Quoted passage below:
In almost any manufacturing plant, laboratory, or other similar setting, there is the threat of a fire or explosion taking place. With various types of chemicals, gases, and equipment in use, it is important this threat be taken very seriously.
Unfortunately, many facilities fail to do so, resulting in catastrophic events that could have been prevented. However, as many state and federal regulations have been enacted in recent years, more and more companies now install industrial flame and gas systems in their facilities to provide protection for employees working in an area. If you are in the market for industrial flame monitoring systems, here is additional information regarding their many uses.
Large Facility Monitoring
In a large industrial or research facility, having the proper monitoring systems in place can be the difference between life and death. In these environments, such factors as building layout, work environment, and location of employees may be a hindrance whey trying to alert them to dangerous situations involving gas levels or fires. To keep this from happening, many of today’s flame sensors come equipped not only with advanced electronics, but also various types of alarms. In doing so, the detectors can be placed almost anywhere and be very effective. Whether it is sirens, strobes, or flashing lights that need to be used, these detectors are capable of quickly alerting personnel of impending danger.
End of Quoted passage.
**What to work on**
1. Copy the flame monitoring passage from the words "In almost any" through "taken very seriously.", and swap "threat" for "risk" each time it appears.
2. Pick up the passage on industrial flame monitoring after its last sentence and keep writing.
Dataset content below:
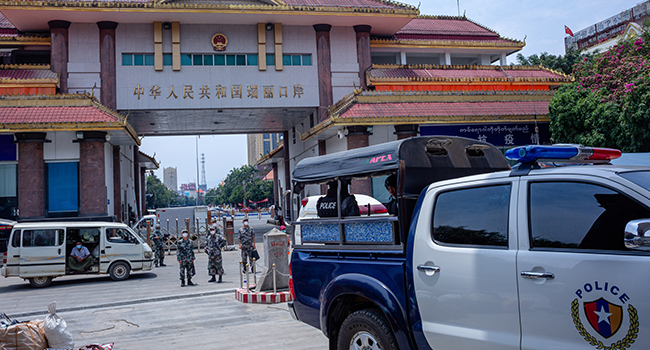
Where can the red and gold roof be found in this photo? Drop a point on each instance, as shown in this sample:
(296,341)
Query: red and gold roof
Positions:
(447,77)
(389,108)
(77,112)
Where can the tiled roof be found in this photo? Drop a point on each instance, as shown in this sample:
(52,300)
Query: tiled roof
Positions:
(343,3)
(55,114)
(378,73)
(445,26)
(4,22)
(18,73)
(446,109)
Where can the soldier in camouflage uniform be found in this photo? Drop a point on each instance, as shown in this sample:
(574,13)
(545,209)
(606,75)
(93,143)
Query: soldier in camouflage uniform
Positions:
(246,244)
(185,257)
(159,247)
(215,242)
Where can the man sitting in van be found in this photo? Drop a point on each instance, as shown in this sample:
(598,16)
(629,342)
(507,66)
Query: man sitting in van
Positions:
(80,258)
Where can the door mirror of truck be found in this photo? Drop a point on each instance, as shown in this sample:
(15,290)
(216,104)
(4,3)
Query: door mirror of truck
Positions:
(637,235)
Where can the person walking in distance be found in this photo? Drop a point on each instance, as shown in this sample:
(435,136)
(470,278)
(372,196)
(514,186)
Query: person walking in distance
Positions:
(185,257)
(159,247)
(213,246)
(246,244)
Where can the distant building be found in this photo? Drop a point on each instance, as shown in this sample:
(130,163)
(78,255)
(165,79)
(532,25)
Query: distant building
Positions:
(170,178)
(260,145)
(607,33)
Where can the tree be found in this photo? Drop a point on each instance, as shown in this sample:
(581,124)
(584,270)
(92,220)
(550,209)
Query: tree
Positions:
(158,195)
(608,104)
(564,64)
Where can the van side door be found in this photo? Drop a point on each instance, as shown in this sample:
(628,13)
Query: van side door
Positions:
(464,272)
(42,252)
(122,244)
(579,285)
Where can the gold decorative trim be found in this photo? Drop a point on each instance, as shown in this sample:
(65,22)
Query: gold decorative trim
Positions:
(563,78)
(158,4)
(466,44)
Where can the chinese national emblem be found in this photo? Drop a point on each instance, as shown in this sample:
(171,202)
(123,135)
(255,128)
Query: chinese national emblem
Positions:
(605,319)
(219,42)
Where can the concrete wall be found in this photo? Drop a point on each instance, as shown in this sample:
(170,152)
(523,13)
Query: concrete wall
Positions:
(83,58)
(195,39)
(61,147)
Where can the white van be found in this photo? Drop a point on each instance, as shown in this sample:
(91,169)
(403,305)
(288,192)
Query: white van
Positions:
(39,251)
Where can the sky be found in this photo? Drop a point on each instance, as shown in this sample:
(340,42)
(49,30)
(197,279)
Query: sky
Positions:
(540,22)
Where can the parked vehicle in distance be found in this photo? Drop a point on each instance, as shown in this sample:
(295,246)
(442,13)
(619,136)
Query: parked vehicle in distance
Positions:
(480,256)
(38,251)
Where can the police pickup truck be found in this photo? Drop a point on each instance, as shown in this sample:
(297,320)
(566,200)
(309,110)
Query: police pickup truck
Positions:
(479,256)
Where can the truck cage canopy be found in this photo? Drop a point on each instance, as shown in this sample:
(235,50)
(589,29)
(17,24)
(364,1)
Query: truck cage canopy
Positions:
(425,159)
End of Dataset content.
**Per-task outputs**
1.
In almost any manufacturing plant, laboratory, or other similar setting, there is the risk of a fire or explosion taking place. With various types of chemicals, gases, and equipment in use, it is important this risk be taken very seriously.

2.
Whether a facility is large or small, it probably has numerous confined spaces where equipment, supplies, and other materials are kept. During a typical day, many workers spend considerable amounts of time in these spaces, where they often repair, replace, or troubleshoot equipment. However, most are probably not aware confined spaces are generally viewed as not only the most difficult areas to monitor effectively for dangerous gas levels and fires, but also the most dangerous areas of a facility. To combat this problem, companies take a two-pronged approach. First, they install fixed industrial fire detectors near confined spaces in an effort to ensure real-time data is constantly being sent to engineers in monitoring centers for analysis. Second, they also equip technicians and others working in these spaces with portable detectors. Small enough to clip to a belt or shirt, these detectors are just as powerful as fixed detectors, and can transmit real-time data of gas levels to engineers.
Since industrial flame detectors are installed in different work environments, they are exposed to such factors as temperature extremes, equipment vibrations, and high humidity levels. With previous types of detectors, these situations could pose a problem with data accuracy. However, with today’s advanced electronics, these detectors can now perform self-diagnostic tests 24/7 based on changing environmental conditions. In doing so, they can assure engineers the data they are receiving is accurate and reliable based on the current environmental conditions in a facility.